- Text for analysis:

--- START ---

Coder Social home page Coder Social logo

tbert-1's Introduction

tBERT

This repository provides code for the paper "tBERT: Topic Models and BERT Joining Forces for Semantic Similarity Detection" (https://www.aclweb.org/anthology/2020.acl-main.630/).

Setup

Download pretrained BERT

  • Create cache folder in home directory:
cd ~
mkdir tf-hub-cache
cd tf-hub-cache
  • Download pretrained BERT model and unzip:
wget https://storage.googleapis.com/bert_models/2018_10_18/uncased_L-12_H-768_A-12.zip
unzip uncased_L-12_H-768_A-12.zip

Download preprocessed data

  • Go to the tBERT repository:
cd /path/to/tBERT/
  • Download topic models and cached datasets (data.tar.gz) from dropbox into data folder:
wget "https://www.dropbox.com/s/thhym7njtgp8uoh/data.tar.gz"
  • Uncompress data.tar.gz:
tar zxvf data.tar.gz &   
  • Your data directory should now have the following content:
data/
├── cache
├── logs
├── models
├── MSRP
├── Quora
├── Semeval
├── STS
└── topic_models
    ├── basic
    │   ├── MSRP_alpha1_80
    │   │   └── ldamallet
    │   │       └── predictions
    │   ├── Quora_alpha1_90
    │   │   └── ldamallet
    │   │       └── predictions
    │   ├── Semeval_alpha10_70
    │   │   └── ldamallet
    │   │       └── predictions
    │   ├── Semeval_alpha10_80
    │   │   └── ldamallet
    │   │       └── predictions
    │   └── Semeval_alpha50_70
    │       └── ldamallet
    │           └── predictions
    └── basic_gsdmm
        ├── MSRP_alpha0.1_80
        │   └── gsdmm
        │       └── predictions
        ├── Quora_alpha0.1_90
        │   └── gsdmm
        │       └── predictions
        ├── Semeval_alpha0.1_70
        │   └── gsdmm
        │       └── predictions
        └── Semeval_alpha0.1_80
            └── gsdmm
                └── predictions

Requirements

  • This code has been tested with Python 3.6 and Tensorflow 1.11.

--- END ---

- Source data:
--- START ---

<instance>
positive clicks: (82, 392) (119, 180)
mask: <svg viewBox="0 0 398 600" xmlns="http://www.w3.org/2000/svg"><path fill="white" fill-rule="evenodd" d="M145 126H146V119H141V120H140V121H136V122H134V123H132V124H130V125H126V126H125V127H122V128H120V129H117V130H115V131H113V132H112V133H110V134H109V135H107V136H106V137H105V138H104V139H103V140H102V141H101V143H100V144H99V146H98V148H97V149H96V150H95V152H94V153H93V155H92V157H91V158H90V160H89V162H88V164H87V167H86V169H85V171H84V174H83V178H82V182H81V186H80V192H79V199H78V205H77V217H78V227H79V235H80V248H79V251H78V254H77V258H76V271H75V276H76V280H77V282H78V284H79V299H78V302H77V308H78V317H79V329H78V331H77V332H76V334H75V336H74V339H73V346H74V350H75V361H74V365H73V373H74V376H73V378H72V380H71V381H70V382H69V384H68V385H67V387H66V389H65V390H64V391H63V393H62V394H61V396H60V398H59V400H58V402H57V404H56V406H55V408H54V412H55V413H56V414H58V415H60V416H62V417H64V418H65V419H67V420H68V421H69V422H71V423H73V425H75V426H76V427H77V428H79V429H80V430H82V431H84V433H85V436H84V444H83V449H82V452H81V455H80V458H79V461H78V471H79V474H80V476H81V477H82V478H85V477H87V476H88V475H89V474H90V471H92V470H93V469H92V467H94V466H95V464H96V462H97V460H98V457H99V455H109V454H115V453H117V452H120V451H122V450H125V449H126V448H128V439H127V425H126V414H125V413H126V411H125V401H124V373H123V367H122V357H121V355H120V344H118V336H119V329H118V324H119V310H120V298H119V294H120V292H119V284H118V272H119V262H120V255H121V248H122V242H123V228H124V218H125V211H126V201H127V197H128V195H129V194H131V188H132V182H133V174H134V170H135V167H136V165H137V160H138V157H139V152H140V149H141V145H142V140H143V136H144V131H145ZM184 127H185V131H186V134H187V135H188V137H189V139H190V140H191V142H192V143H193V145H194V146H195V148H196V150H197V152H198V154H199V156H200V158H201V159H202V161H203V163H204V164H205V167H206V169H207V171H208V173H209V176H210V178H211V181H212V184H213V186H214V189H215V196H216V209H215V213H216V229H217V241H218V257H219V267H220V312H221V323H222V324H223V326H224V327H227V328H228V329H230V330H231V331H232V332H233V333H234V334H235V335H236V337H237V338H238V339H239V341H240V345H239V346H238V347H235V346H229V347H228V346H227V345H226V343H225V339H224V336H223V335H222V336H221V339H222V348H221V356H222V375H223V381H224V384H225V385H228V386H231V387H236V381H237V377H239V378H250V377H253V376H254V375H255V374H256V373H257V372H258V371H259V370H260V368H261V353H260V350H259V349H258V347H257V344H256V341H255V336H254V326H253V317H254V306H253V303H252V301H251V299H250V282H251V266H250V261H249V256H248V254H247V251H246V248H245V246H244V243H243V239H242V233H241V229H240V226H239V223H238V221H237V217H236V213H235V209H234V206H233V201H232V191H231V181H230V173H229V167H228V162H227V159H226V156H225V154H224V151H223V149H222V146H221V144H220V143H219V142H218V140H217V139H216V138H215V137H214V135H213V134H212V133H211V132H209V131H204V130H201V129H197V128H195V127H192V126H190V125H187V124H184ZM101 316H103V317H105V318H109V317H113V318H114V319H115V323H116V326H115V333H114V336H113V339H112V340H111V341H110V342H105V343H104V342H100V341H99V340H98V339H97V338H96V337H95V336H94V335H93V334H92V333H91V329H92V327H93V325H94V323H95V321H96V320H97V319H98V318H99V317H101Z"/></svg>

--- END ---

- What this task involves: According to the tBERT page, which versions of Python and TensorFlow was the code tested with? This data comes from a different source than the tBERT page.

- Solution for this problem: Python 3.6 and Tensorflow 1.11.